WHAT IS REQUIRED »
Once the line with "Mark a point on each instance of the black shoe" is found in the entries below, print it and each following line exactly, stopping after the line with "Mark a point on each instance of the wall"; print nothing else.

DATA PROVIDED »
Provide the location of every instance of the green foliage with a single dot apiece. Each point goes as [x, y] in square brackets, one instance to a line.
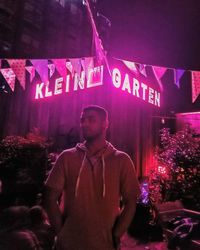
[23, 164]
[179, 154]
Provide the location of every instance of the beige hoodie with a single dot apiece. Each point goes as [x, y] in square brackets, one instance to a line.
[92, 187]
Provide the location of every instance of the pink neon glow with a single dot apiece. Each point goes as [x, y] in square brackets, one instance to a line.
[135, 88]
[69, 83]
[162, 170]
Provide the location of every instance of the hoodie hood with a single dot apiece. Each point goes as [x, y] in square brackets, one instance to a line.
[102, 153]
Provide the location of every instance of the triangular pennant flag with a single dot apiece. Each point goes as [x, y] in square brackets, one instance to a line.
[100, 53]
[142, 69]
[87, 64]
[159, 72]
[195, 85]
[18, 66]
[41, 65]
[76, 64]
[31, 71]
[52, 68]
[69, 67]
[131, 66]
[60, 65]
[178, 73]
[9, 76]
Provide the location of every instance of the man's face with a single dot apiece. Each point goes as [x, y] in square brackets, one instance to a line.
[92, 124]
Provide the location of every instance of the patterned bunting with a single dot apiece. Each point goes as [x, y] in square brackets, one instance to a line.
[131, 66]
[9, 76]
[87, 64]
[60, 65]
[41, 66]
[142, 69]
[69, 67]
[18, 66]
[76, 64]
[31, 71]
[159, 72]
[52, 68]
[178, 73]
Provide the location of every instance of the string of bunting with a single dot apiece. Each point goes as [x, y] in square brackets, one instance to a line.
[16, 69]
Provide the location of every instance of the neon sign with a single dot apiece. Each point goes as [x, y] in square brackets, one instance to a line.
[135, 88]
[66, 84]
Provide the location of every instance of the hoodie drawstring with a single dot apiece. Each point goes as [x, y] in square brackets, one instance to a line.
[104, 181]
[79, 175]
[103, 174]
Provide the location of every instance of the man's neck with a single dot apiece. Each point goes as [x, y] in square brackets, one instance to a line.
[96, 145]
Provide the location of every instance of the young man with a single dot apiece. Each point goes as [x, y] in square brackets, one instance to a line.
[92, 177]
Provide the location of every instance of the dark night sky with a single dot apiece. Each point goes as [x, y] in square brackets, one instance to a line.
[156, 32]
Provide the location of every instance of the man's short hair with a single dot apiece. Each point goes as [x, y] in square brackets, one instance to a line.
[103, 113]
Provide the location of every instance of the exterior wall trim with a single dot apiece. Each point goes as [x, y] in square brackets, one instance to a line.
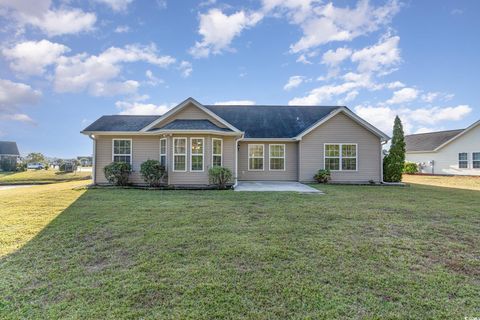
[183, 105]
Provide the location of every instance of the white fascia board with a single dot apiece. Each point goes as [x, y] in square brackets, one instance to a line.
[350, 114]
[458, 135]
[183, 105]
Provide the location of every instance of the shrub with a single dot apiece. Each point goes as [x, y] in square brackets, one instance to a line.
[153, 173]
[393, 163]
[21, 166]
[410, 168]
[117, 173]
[220, 176]
[322, 176]
[67, 167]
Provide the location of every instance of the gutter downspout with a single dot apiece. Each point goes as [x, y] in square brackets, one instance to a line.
[382, 143]
[236, 160]
[91, 136]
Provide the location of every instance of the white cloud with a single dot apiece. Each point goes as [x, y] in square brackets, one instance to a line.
[327, 93]
[137, 108]
[403, 96]
[15, 94]
[122, 29]
[152, 79]
[186, 68]
[395, 85]
[31, 57]
[382, 116]
[21, 117]
[335, 23]
[379, 57]
[333, 58]
[218, 30]
[236, 102]
[51, 21]
[96, 73]
[116, 5]
[293, 82]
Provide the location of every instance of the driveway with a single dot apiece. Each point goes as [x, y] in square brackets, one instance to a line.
[275, 186]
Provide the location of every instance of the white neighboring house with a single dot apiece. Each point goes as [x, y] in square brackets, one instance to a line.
[453, 152]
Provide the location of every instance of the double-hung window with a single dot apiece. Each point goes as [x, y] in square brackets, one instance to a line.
[277, 156]
[180, 154]
[122, 150]
[217, 153]
[463, 160]
[341, 157]
[163, 152]
[196, 154]
[255, 157]
[476, 160]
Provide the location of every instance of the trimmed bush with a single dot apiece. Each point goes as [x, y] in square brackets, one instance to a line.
[410, 168]
[153, 173]
[220, 176]
[322, 176]
[117, 173]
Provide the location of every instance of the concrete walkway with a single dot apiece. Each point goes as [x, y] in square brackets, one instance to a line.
[275, 186]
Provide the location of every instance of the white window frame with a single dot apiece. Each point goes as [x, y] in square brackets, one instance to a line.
[180, 154]
[163, 154]
[270, 156]
[197, 154]
[263, 157]
[473, 161]
[218, 154]
[340, 157]
[458, 158]
[122, 155]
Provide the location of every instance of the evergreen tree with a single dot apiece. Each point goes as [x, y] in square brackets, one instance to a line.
[393, 163]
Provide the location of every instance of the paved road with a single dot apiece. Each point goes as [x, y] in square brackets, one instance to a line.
[13, 187]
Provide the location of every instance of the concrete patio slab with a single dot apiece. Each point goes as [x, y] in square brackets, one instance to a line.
[260, 186]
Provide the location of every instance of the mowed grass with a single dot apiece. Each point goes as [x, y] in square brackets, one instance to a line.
[41, 176]
[355, 252]
[469, 183]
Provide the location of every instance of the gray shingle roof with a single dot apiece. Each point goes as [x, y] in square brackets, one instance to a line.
[271, 121]
[9, 147]
[121, 123]
[429, 141]
[181, 124]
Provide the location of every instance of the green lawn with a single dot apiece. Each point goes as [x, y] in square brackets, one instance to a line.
[41, 176]
[355, 252]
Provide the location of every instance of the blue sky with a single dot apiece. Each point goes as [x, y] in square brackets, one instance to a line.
[65, 63]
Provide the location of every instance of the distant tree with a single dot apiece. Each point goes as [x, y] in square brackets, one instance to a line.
[35, 157]
[394, 162]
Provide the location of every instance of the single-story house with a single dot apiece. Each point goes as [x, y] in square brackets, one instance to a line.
[275, 143]
[9, 155]
[452, 152]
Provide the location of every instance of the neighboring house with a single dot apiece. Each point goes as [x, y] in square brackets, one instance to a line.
[85, 161]
[9, 155]
[452, 152]
[282, 143]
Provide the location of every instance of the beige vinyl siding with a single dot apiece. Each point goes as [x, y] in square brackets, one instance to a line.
[341, 129]
[148, 147]
[291, 163]
[190, 112]
[143, 148]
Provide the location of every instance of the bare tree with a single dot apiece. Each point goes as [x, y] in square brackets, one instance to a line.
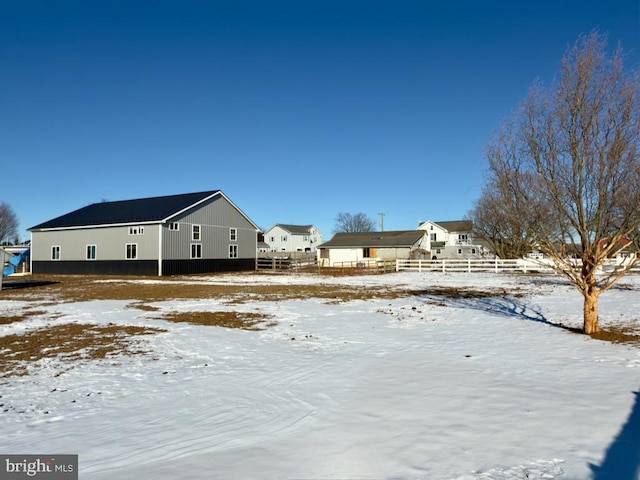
[492, 222]
[353, 223]
[566, 168]
[8, 223]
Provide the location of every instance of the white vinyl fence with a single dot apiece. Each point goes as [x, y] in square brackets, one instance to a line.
[475, 265]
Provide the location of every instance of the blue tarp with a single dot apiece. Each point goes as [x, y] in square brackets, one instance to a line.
[15, 261]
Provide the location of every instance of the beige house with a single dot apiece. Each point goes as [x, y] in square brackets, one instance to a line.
[351, 249]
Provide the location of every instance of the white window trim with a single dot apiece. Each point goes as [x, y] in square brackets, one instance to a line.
[126, 251]
[198, 250]
[95, 251]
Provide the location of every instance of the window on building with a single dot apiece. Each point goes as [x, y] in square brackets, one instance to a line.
[131, 251]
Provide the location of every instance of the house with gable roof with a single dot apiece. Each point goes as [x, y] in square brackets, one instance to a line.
[176, 234]
[452, 239]
[349, 249]
[292, 238]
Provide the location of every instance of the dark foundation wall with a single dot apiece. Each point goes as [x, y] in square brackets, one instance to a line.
[143, 267]
[182, 267]
[97, 267]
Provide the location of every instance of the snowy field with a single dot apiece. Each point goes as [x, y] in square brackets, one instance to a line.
[422, 387]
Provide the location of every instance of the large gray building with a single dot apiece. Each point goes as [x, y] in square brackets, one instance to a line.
[169, 235]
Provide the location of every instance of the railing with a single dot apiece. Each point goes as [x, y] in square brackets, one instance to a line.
[474, 265]
[292, 260]
[369, 265]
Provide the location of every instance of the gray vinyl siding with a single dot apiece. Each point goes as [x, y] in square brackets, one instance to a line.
[110, 243]
[215, 218]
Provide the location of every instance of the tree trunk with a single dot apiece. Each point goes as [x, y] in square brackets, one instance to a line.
[591, 312]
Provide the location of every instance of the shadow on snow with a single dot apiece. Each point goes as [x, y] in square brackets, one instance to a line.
[622, 459]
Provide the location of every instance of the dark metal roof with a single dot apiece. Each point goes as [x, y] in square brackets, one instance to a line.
[403, 238]
[296, 229]
[142, 210]
[456, 225]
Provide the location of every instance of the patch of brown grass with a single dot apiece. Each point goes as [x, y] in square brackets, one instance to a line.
[70, 341]
[76, 288]
[241, 320]
[18, 318]
[618, 335]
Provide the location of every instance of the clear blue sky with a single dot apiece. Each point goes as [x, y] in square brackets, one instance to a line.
[297, 110]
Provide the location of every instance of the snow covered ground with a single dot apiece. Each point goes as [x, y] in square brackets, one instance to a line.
[420, 387]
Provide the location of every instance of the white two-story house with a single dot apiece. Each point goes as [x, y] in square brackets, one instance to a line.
[292, 238]
[452, 239]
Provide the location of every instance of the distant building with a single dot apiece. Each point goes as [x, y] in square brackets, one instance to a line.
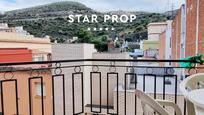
[155, 29]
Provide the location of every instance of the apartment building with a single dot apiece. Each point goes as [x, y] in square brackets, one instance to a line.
[152, 44]
[194, 27]
[17, 48]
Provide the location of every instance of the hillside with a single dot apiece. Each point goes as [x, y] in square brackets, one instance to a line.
[51, 19]
[57, 9]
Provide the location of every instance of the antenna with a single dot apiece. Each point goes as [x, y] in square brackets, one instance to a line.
[172, 10]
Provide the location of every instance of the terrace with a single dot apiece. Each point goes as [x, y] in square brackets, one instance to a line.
[90, 86]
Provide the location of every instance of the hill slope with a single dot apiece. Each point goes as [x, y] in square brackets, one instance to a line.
[51, 19]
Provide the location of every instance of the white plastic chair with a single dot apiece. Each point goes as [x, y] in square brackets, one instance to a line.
[156, 105]
[193, 82]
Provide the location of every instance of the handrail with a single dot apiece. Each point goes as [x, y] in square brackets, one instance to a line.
[100, 60]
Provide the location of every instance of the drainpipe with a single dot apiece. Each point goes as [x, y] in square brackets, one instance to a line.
[197, 26]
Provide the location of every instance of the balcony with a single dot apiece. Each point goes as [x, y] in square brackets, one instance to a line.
[89, 86]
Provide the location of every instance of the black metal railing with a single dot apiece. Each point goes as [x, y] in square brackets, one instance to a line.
[101, 87]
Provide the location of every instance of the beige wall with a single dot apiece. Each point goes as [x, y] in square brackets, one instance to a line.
[23, 95]
[14, 40]
[154, 29]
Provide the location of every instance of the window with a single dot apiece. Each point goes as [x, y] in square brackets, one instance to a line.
[39, 91]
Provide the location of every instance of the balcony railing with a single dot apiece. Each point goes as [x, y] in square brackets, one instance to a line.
[88, 86]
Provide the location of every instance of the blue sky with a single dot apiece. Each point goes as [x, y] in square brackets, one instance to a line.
[101, 5]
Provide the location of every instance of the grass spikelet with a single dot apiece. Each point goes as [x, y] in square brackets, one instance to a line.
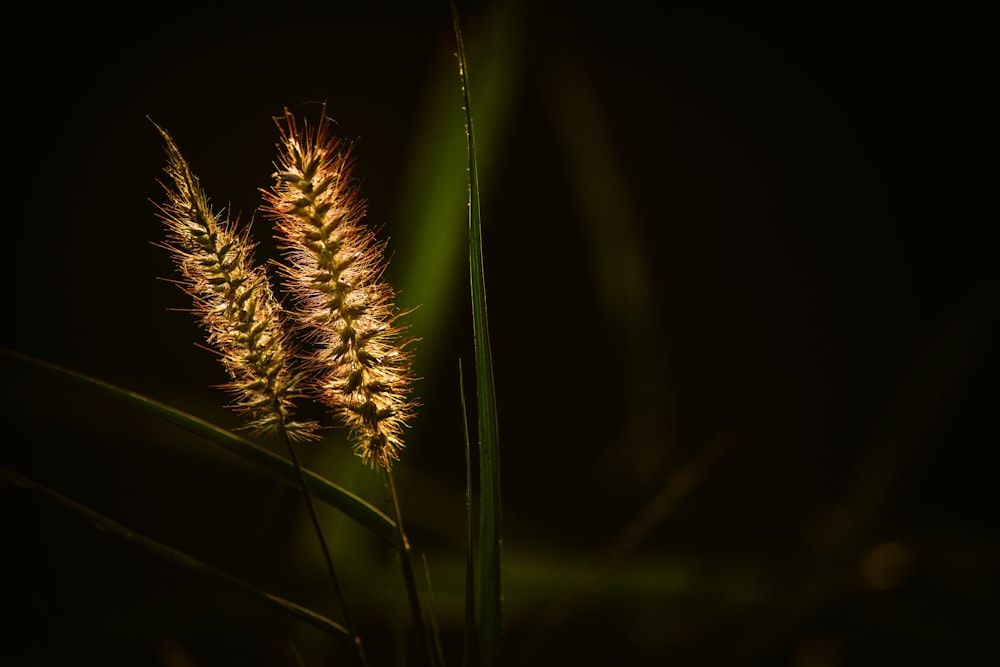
[235, 302]
[335, 271]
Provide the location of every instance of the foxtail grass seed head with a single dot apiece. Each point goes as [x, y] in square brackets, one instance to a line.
[335, 267]
[235, 302]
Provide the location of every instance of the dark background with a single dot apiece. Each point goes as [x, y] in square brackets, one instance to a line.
[742, 300]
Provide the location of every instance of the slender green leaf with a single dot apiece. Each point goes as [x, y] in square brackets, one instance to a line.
[176, 557]
[469, 644]
[335, 496]
[491, 598]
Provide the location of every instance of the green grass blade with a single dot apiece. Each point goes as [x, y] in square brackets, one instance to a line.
[335, 496]
[469, 641]
[491, 596]
[176, 557]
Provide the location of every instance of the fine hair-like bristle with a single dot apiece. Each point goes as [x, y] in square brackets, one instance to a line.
[335, 265]
[234, 301]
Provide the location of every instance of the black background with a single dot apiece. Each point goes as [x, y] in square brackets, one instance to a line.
[813, 322]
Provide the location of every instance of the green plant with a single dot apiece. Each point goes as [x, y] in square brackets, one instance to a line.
[347, 349]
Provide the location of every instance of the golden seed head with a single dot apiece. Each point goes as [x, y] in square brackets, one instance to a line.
[335, 267]
[235, 301]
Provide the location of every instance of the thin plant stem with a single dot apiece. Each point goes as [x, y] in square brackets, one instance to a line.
[341, 600]
[409, 579]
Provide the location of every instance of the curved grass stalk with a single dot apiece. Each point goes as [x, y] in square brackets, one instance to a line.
[491, 594]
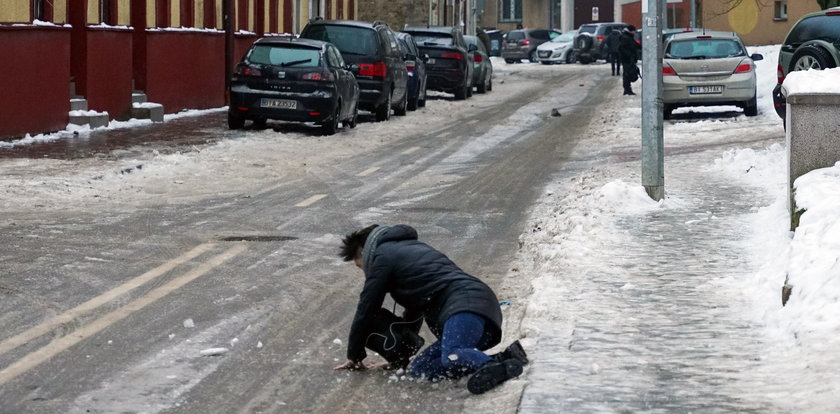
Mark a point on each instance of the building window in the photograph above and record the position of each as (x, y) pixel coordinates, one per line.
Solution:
(780, 10)
(510, 10)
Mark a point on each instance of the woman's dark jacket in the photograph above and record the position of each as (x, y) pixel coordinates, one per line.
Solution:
(420, 279)
(628, 49)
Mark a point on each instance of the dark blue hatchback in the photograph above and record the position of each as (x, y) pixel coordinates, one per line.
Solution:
(293, 80)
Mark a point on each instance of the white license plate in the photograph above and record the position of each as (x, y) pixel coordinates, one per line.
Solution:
(700, 90)
(278, 103)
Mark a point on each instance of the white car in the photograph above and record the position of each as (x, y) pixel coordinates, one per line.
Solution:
(558, 49)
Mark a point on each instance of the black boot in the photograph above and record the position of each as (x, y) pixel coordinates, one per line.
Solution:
(492, 374)
(514, 351)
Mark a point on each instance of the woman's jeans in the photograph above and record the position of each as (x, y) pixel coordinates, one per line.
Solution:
(458, 352)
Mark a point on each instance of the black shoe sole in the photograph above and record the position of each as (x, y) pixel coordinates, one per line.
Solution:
(492, 374)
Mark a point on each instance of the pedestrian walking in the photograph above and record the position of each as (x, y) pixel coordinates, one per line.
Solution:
(613, 40)
(460, 310)
(628, 51)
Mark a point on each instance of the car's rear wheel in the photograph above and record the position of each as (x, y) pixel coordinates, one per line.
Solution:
(751, 107)
(811, 57)
(383, 112)
(667, 110)
(330, 127)
(235, 121)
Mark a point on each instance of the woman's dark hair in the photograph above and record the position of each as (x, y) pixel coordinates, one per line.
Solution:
(353, 243)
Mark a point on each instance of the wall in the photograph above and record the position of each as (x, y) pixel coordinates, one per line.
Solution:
(753, 20)
(181, 74)
(35, 95)
(107, 81)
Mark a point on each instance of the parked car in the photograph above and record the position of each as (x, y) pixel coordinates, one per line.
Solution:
(559, 49)
(415, 64)
(450, 64)
(589, 44)
(522, 44)
(812, 43)
(373, 47)
(482, 66)
(708, 68)
(293, 80)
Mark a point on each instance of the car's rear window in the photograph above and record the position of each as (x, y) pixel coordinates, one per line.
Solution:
(428, 39)
(588, 28)
(704, 49)
(825, 28)
(514, 36)
(348, 39)
(284, 56)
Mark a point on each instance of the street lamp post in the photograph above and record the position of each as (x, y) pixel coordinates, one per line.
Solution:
(653, 163)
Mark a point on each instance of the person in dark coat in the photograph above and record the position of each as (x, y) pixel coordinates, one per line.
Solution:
(461, 311)
(612, 41)
(629, 50)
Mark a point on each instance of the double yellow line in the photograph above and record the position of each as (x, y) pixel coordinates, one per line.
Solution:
(43, 354)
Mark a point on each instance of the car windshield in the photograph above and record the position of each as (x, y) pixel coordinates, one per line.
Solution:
(429, 39)
(588, 29)
(282, 55)
(565, 37)
(704, 49)
(348, 39)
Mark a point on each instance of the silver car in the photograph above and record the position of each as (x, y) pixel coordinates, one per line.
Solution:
(558, 49)
(704, 68)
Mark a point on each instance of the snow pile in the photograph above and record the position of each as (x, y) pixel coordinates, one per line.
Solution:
(826, 81)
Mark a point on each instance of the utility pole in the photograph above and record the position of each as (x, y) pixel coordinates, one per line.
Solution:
(653, 161)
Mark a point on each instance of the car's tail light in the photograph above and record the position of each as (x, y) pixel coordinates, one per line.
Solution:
(246, 70)
(377, 69)
(744, 67)
(319, 76)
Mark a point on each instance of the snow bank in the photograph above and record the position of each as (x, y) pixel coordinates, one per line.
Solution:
(813, 81)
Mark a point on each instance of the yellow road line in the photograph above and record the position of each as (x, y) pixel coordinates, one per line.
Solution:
(68, 316)
(311, 200)
(367, 172)
(54, 348)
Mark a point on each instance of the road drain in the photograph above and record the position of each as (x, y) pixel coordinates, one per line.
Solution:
(262, 238)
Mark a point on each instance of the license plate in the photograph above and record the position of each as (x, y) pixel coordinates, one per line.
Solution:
(278, 103)
(700, 90)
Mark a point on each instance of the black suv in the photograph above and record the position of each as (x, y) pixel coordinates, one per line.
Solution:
(450, 64)
(589, 44)
(812, 43)
(381, 70)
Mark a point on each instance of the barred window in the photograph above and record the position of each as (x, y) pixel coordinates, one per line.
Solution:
(510, 10)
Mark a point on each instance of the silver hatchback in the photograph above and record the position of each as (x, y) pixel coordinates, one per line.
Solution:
(705, 68)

REPLY »
Mark a point on each instance of the black shoe sole in the photograph above and record the position of each as (x, y) pixel coordinates, one per line.
Solution:
(492, 374)
Mark a point on each instance of the pedestrian walking in the photograph above and record the position of each as (x, y) pixel coordinates, one per line.
Solution:
(613, 40)
(460, 310)
(628, 51)
Mark a point on each instance of the car's rear wheel in the photograph above and record the position of each as (x, y) pixel coordinates, one per line.
Solution:
(751, 107)
(811, 57)
(383, 112)
(667, 110)
(330, 127)
(235, 121)
Mark a point on each instance of the woman's dark hair in the photograph above and record the position of each as (x, y) pixel coordinates, one per line.
Solution:
(353, 243)
Mark a point on each instance of the wall in the photograph above and record the position of each as (x, y) pixel coordinates, one per line.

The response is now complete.